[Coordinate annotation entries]

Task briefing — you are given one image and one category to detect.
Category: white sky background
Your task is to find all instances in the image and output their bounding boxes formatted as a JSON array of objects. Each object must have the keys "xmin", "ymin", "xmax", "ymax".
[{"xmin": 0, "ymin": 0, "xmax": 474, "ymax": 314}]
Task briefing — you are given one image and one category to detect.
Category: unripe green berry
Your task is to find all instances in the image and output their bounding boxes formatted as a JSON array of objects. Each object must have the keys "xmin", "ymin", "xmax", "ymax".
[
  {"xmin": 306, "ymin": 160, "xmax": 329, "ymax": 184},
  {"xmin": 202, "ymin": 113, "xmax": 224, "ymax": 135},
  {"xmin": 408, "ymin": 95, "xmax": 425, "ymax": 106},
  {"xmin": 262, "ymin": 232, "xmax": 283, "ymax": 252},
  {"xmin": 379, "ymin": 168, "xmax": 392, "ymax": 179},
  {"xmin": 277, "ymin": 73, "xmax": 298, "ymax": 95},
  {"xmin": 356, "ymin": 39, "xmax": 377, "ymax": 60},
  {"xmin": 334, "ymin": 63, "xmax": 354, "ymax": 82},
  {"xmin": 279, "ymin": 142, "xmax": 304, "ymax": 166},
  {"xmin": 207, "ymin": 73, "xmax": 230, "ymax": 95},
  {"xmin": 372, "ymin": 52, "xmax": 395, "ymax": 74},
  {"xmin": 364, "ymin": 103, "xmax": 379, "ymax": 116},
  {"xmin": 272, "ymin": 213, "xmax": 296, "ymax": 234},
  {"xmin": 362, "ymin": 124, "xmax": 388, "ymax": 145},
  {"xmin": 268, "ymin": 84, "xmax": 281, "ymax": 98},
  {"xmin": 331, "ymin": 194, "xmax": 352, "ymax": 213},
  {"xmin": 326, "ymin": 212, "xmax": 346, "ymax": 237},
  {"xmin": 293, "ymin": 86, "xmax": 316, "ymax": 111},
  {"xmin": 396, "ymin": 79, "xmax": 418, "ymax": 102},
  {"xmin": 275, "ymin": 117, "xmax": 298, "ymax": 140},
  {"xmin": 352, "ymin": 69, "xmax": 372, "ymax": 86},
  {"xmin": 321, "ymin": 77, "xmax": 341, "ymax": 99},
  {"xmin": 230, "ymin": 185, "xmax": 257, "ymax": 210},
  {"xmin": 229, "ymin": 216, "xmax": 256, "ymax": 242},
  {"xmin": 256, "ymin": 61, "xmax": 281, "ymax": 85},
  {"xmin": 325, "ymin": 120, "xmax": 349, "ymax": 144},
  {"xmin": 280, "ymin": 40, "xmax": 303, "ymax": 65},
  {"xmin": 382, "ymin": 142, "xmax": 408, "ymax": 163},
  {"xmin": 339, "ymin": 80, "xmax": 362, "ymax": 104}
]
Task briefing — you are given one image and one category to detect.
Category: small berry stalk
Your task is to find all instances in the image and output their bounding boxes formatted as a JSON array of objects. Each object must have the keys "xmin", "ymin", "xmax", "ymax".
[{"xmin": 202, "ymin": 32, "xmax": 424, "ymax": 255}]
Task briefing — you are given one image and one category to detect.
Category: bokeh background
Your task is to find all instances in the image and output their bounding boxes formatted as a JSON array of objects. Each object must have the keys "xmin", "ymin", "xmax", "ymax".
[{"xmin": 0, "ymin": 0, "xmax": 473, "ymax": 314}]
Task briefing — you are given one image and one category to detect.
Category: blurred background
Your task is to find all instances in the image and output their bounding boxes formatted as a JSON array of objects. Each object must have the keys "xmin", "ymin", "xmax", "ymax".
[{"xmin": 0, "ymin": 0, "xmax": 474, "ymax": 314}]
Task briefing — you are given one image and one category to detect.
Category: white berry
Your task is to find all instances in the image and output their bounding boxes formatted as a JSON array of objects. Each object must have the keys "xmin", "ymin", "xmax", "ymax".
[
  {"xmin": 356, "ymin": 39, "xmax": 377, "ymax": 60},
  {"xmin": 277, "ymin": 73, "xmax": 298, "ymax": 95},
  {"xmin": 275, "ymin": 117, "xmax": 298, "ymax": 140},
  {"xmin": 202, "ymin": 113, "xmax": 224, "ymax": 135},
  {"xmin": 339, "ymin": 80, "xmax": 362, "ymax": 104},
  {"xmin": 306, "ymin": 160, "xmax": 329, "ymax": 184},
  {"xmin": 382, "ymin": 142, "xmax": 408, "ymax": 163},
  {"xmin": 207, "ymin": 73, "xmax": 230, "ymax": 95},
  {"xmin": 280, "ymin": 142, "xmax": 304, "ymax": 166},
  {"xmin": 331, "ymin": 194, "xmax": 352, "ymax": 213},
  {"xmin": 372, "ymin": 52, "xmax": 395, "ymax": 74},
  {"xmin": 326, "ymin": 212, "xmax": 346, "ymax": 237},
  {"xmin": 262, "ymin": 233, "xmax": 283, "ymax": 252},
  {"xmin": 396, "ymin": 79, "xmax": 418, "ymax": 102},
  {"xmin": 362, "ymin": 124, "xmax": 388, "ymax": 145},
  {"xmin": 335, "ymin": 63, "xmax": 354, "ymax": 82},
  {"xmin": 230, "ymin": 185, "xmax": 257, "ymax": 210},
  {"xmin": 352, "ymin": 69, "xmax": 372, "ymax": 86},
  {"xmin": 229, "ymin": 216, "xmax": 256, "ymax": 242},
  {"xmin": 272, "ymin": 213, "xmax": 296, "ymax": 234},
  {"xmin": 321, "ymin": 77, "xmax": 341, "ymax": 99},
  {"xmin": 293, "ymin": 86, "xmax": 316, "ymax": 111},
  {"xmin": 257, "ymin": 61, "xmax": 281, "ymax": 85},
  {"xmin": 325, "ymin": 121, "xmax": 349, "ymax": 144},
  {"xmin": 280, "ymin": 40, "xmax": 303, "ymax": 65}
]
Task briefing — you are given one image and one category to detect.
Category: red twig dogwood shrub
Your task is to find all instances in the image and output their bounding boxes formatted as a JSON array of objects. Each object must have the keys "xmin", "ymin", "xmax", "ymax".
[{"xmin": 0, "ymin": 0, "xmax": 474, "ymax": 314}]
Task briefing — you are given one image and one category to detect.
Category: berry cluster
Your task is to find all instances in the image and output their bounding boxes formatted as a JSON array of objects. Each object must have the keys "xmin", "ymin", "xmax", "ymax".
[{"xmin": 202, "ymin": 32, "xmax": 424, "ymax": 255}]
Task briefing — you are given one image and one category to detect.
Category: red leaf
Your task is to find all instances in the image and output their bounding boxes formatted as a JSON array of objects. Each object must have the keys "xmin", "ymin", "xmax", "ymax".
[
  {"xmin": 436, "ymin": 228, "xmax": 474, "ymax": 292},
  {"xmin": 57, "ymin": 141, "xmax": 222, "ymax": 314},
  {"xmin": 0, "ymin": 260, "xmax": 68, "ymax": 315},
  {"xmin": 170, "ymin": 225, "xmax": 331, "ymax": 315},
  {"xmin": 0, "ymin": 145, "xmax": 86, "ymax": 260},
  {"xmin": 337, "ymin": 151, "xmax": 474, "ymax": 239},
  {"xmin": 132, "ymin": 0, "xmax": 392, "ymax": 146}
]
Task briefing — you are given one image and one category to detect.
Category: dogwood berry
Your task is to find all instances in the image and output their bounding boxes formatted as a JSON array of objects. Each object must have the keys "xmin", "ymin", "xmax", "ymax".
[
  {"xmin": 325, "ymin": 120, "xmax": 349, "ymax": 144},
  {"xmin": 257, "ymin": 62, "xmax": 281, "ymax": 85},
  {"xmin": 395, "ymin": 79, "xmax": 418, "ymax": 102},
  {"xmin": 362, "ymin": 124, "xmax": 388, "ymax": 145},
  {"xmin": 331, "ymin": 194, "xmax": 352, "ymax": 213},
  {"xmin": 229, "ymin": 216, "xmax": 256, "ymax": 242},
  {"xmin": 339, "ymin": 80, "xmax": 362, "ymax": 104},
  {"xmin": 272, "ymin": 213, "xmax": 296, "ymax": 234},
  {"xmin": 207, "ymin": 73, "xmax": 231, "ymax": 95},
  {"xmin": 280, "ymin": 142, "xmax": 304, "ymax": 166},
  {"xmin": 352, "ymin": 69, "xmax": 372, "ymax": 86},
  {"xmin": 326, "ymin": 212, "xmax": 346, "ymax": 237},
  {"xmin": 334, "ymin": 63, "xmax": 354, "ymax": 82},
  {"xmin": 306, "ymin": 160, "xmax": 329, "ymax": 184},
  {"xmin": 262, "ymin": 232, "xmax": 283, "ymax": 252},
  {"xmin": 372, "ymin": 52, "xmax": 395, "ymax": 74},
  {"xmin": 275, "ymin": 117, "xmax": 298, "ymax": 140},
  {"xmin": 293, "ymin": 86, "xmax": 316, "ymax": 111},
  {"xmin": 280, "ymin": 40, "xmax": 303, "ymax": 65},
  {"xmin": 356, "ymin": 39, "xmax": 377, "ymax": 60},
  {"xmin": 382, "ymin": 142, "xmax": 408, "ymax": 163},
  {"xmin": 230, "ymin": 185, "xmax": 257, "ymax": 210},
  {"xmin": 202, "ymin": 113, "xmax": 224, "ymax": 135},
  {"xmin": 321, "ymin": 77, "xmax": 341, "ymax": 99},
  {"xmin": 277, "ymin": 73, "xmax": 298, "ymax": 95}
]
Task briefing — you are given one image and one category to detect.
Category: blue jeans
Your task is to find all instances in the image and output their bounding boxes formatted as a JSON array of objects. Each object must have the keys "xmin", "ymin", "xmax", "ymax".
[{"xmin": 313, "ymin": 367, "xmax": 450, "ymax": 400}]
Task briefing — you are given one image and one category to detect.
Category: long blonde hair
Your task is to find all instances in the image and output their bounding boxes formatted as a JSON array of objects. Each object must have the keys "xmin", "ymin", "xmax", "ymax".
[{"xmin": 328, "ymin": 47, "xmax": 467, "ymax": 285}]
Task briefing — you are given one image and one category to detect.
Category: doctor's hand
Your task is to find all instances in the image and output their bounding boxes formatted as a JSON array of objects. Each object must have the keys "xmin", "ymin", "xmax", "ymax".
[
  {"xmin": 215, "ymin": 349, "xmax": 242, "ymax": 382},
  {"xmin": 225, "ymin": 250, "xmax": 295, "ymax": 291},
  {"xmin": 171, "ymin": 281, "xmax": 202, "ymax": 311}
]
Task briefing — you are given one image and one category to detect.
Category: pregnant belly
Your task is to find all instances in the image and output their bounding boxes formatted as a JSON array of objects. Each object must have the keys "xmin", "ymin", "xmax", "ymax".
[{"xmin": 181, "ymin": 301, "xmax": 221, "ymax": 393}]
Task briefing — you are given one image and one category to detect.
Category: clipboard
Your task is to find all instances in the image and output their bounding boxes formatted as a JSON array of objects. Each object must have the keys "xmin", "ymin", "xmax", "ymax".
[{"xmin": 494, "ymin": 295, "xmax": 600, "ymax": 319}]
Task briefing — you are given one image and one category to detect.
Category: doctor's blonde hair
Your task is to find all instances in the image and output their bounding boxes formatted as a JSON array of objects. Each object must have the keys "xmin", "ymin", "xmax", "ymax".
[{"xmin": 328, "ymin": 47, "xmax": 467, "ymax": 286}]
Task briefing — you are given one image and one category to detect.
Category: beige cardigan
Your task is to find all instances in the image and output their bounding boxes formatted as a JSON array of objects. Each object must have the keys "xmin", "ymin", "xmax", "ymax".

> **Exercise brief**
Please gather every line of the records above that contains the word "berry" and copy each one out.

> **Response below**
Category: unripe green berry
Category: small berry stalk
Category: white berry
Category: berry cluster
Category: dogwood berry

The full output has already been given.